>> begin RECORDS SHOWN

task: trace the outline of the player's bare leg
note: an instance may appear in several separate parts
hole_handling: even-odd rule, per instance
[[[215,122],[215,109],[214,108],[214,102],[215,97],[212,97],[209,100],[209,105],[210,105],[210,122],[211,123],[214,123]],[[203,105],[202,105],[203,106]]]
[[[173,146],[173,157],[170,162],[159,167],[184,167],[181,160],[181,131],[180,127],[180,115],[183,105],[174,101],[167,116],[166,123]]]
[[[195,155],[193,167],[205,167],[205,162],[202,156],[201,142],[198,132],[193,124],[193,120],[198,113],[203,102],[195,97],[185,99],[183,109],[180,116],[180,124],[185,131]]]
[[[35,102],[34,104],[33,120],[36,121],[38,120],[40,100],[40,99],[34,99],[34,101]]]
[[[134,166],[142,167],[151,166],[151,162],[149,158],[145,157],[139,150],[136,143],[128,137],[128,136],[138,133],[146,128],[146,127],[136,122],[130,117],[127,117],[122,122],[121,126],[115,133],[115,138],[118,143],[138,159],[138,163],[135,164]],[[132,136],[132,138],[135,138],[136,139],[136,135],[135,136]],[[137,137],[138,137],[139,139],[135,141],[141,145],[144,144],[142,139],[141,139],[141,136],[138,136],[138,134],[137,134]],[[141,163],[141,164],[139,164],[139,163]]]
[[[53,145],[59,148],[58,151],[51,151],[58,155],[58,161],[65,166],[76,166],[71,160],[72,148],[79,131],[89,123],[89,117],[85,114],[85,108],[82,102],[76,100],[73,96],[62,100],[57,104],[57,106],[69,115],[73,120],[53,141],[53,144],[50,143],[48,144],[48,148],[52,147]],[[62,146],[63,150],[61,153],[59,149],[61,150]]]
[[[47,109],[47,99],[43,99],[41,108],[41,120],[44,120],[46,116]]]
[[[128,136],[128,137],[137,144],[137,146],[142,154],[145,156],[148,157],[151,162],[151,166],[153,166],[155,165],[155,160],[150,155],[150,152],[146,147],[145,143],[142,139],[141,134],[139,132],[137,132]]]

>> end RECORDS SHOWN

* _TASK TO CARRY OUT_:
Reproduce every line of the records above without changing anything.

* _CORRECT RESPONSE_:
task: trace the outline of the player's bare leg
note: an instance may appear in several separate parts
hole_handling: even-odd rule, per instance
[[[215,122],[215,109],[214,108],[214,102],[215,97],[212,97],[209,100],[209,105],[210,105],[210,122],[211,123],[214,123]],[[203,105],[202,105],[203,106]]]
[[[173,146],[173,157],[170,162],[159,167],[184,167],[181,160],[181,131],[180,127],[180,115],[183,105],[174,101],[167,116],[166,123]]]
[[[195,155],[193,167],[205,167],[205,162],[202,156],[201,142],[198,132],[193,124],[193,120],[198,113],[203,102],[195,97],[185,99],[183,109],[180,116],[180,124],[185,131]]]
[[[35,102],[34,104],[33,120],[36,121],[38,120],[40,100],[40,99],[34,99],[34,101]]]
[[[134,166],[142,167],[151,166],[151,162],[149,158],[145,157],[139,150],[136,143],[128,137],[128,136],[138,133],[146,128],[146,127],[136,122],[130,117],[127,117],[122,122],[121,126],[115,133],[115,138],[118,143],[138,159],[138,163],[135,164]],[[132,136],[132,138],[135,138],[136,139],[136,135],[135,136]],[[137,137],[138,137],[139,139],[135,141],[141,145],[144,144],[142,139],[141,139],[141,136],[138,136],[138,134],[137,134]],[[141,163],[141,164],[139,164],[139,163]]]
[[[53,145],[59,148],[58,151],[51,151],[58,155],[58,161],[65,166],[76,166],[71,160],[72,148],[79,131],[89,123],[89,117],[85,114],[85,108],[82,102],[76,100],[73,96],[62,100],[57,104],[57,106],[69,115],[73,120],[53,141],[53,144],[50,143],[48,144],[48,148],[52,147]],[[62,146],[63,150],[61,153],[59,149],[61,150]]]
[[[47,109],[47,99],[43,99],[41,108],[41,120],[44,120],[46,116]]]
[[[128,136],[128,137],[137,144],[137,146],[142,154],[145,156],[148,157],[151,162],[151,166],[153,166],[155,165],[155,160],[150,155],[150,152],[146,147],[145,143],[142,139],[141,134],[139,132],[137,132]]]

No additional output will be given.